++++ EXTRACT ++++

More than 800 operations postponed since London cyber attack

  • 17 June 2024
More than 800 operations postponed since London cyber attack

More than 800 planned operations and 700 outpatient appointments were rearranged in the week following a cyber attack on pathology service provider Synnovis.

The ransomware attack, which took place on 3 June 2024, disrupted pathology services at King’s College Hospital NHS Foundation Trust, Guy’s and St Thomas’ NHS FT and South London and Maudsley NHS FT.

Oxleas NHS FT, Lewisham and Greenwich NHS Trust, Bromley Healthcare, and primary care services in south east London have also been impacted.

NHS England said in a press release, published on 14 June, that 97 cancer treatments and five caesarean sections had been postponed, plus 18 donated organs were diverted for use at other trusts.

NHSE added that south east London pathology services have been provided at approximately 10% of normal capacity. Although primary care appointments are going ahead, blood tests are being prioritised for urgent cases.

++++ RECORDS PROVIDED ++++

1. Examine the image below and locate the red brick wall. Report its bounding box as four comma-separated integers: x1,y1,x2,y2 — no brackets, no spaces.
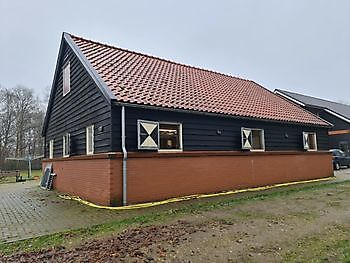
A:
43,152,333,205
43,155,121,205
128,153,333,203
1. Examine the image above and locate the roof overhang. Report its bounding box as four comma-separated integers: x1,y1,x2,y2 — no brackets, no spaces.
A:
323,108,350,126
274,90,306,107
41,32,116,136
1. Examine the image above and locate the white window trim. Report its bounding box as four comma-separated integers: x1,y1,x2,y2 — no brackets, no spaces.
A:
49,140,54,159
63,133,70,157
86,125,95,155
303,132,318,152
241,127,265,152
62,61,71,97
158,121,183,152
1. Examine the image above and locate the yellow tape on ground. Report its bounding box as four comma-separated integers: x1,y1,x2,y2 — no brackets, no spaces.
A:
59,176,335,210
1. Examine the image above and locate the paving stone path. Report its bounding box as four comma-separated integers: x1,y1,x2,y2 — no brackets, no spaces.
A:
0,169,350,243
0,181,126,243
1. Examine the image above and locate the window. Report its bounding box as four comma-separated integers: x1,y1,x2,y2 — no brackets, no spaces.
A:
159,123,182,150
303,132,317,151
63,61,70,96
241,128,265,151
63,133,70,157
49,140,53,159
86,125,94,154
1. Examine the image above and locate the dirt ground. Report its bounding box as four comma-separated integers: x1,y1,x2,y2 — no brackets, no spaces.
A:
0,174,350,262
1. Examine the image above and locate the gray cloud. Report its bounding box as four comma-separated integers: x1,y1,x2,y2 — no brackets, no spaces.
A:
0,0,350,102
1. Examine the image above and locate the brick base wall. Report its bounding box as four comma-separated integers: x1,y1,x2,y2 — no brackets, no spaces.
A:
43,152,333,205
42,154,122,206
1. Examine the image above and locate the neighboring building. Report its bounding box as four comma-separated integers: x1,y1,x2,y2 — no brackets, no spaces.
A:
43,33,333,205
275,89,350,155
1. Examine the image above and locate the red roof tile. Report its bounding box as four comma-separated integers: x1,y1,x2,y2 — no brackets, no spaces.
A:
71,35,328,126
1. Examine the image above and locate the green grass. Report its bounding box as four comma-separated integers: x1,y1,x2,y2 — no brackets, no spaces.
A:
0,181,350,255
20,170,42,179
0,170,42,184
283,226,350,263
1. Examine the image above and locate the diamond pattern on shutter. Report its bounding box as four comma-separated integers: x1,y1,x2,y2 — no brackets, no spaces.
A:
242,128,252,149
137,120,159,150
303,132,310,150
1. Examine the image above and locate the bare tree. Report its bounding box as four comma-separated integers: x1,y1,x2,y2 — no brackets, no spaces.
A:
0,88,16,166
0,86,45,169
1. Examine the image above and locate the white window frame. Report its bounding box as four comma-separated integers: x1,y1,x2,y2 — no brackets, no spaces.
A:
158,121,183,152
86,125,95,155
63,133,70,157
303,132,318,152
62,61,71,97
241,127,265,152
49,140,54,159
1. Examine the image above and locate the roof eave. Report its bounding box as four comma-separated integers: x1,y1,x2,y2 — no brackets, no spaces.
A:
63,32,116,104
113,100,333,129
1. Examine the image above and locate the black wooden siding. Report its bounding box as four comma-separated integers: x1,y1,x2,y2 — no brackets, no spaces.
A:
113,106,329,151
305,106,350,131
44,40,112,158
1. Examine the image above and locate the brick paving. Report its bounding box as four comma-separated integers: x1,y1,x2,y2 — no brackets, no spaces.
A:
0,181,125,243
0,169,350,243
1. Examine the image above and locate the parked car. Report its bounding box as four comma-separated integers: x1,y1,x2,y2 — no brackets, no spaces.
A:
330,149,350,170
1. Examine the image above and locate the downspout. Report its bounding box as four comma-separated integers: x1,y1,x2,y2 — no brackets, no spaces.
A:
121,106,128,206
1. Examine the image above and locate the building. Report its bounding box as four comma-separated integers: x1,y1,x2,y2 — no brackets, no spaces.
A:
275,89,350,156
43,33,333,205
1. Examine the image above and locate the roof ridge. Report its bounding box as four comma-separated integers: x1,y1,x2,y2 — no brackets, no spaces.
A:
276,89,350,108
67,33,254,82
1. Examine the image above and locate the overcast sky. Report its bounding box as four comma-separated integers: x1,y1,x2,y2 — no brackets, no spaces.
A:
0,0,350,102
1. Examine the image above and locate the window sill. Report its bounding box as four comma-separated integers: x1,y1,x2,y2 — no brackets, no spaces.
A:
158,149,183,152
250,149,265,152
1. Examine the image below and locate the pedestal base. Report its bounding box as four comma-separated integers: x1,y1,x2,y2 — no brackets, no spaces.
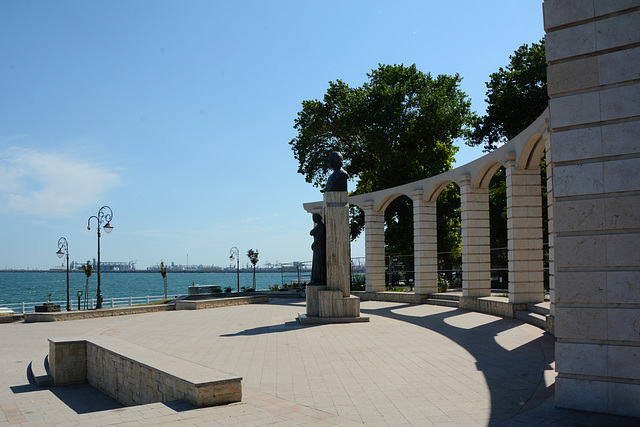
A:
298,286,369,324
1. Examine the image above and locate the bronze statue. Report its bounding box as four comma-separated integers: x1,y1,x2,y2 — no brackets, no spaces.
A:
309,213,327,285
324,151,348,191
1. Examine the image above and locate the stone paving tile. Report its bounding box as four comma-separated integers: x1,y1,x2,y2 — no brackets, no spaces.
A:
0,300,631,426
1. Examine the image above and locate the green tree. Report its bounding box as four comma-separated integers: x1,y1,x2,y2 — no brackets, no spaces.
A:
290,65,475,253
466,39,549,151
247,249,258,289
466,39,549,285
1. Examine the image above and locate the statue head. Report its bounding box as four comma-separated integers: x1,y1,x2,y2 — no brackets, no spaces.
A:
328,151,343,170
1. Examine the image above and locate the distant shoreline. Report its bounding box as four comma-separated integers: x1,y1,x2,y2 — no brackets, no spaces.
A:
0,268,311,274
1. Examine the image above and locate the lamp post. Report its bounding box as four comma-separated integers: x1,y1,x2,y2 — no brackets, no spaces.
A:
229,246,240,292
87,206,113,308
56,237,71,311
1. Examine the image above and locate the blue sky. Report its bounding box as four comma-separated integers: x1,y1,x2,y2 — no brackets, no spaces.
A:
0,0,544,269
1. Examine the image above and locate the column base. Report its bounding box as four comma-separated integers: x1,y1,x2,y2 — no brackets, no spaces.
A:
298,286,369,324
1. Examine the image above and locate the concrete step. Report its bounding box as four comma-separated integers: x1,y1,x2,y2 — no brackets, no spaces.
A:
422,298,460,308
516,310,547,329
28,356,53,387
429,292,460,301
527,301,550,316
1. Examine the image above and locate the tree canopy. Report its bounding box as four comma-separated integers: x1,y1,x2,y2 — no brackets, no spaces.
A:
290,64,475,251
467,39,549,151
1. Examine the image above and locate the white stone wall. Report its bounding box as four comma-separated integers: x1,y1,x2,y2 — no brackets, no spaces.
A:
544,0,640,416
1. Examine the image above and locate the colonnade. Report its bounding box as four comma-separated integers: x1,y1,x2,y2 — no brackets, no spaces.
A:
305,110,549,303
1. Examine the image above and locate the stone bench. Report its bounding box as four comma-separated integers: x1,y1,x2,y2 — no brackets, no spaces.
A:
49,336,242,407
176,295,269,310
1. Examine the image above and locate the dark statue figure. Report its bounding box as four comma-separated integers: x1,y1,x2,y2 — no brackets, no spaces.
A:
324,151,348,191
309,213,327,285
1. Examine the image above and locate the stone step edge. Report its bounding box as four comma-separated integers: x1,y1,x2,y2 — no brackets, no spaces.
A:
27,356,53,387
422,298,460,307
516,310,547,329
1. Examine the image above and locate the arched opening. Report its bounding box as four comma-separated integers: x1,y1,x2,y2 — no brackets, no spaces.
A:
489,166,509,291
384,195,415,291
436,183,462,292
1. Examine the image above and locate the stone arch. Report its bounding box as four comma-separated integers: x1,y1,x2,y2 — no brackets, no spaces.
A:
472,161,502,189
374,192,411,213
517,132,548,169
424,179,458,202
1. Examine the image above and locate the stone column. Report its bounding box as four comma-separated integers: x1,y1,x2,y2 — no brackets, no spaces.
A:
324,191,351,297
362,202,384,292
411,191,438,295
544,0,640,417
545,138,556,322
459,176,491,297
506,160,544,303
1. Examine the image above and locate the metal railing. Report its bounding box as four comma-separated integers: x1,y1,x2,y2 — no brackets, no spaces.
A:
0,295,177,314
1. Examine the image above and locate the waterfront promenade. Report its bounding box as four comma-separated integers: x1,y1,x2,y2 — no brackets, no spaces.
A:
0,299,638,426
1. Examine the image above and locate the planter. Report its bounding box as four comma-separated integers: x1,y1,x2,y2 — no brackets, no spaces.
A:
35,302,60,313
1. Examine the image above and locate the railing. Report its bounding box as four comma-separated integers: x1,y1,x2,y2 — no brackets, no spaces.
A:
2,295,177,314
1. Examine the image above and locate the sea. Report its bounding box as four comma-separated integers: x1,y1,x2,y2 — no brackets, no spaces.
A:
0,270,308,309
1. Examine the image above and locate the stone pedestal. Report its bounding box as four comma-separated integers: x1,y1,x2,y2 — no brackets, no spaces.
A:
307,285,327,316
298,191,369,324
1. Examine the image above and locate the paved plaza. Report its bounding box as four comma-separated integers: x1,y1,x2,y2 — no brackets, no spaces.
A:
0,299,638,426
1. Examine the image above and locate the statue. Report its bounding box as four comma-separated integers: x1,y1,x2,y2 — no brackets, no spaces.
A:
324,151,348,191
309,213,327,285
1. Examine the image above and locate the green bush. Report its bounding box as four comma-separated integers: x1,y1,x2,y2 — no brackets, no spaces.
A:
438,278,449,292
351,274,366,291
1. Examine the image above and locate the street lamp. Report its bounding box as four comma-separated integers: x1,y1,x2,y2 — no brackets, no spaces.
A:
87,206,113,308
229,246,240,292
56,237,71,311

++++

EXERCISE TASKS:
1/ Reproduce the London cyber attack article from "Oxleas NHS FT, Lewisham" up to and including "for urgent cases.", substituting "general practice" for "primary care".
2/ Please pick up the London cyber attack article after its last sentence and continue it.

ANSWERS FOR EACH ITEM:
1/
Oxleas NHS FT, Lewisham and Greenwich NHS Trust, Bromley Healthcare, and general practice services in south east London have also been impacted.

NHS England said in a press release, published on 14 June, that 97 cancer treatments and five caesarean sections had been postponed, plus 18 donated organs were diverted for use at other trusts.

NHSE added that south east London pathology services have been provided at approximately 10% of normal capacity. Although general practice appointments are going ahead, blood tests are being prioritised for urgent cases.

2/
Dr Chris Streather, medical director for NHS London, said to “expect disruption to be felt for some time”.

“Today’s data shows that NHS teams are working flat out to see as many patients as possible – but there is no doubt the ransomware cyber attack on Synnovis is having a significant impact on services in south east London, with hundreds of appointments and procedures being postponed,” he said.

In a joint statement, Professor Ian Abbs, chief executive of Guy’s and St Thomas’ NHS FT, and Professor Clive Kay, chief executive of King’s College Hospital NHS FT, said: “Despite the superb efforts of our staff and support from partners across London to continue caring for patients, we have had to postpone a number of operations and appointments which we are working to reschedule as quickly as possible”.

St George’s University Hospitals NHS Foundation Trust is creating capacity to treat some patients who would have been seen at the hospitals affected by the cyber attack.

The trust has set up an incident response room to manage requests and share information more easily, while ensuring it can continue to provide services to its own patients.

Jacqueline Totterdell, group chief executive at St George’s, Epsom and St Helier Hospitals and Health Group, said: “This is where the NHS comes into its own and it’s only with the support of colleagues from other parts of the NHS who are supporting St George’s that we are able to step up and support others.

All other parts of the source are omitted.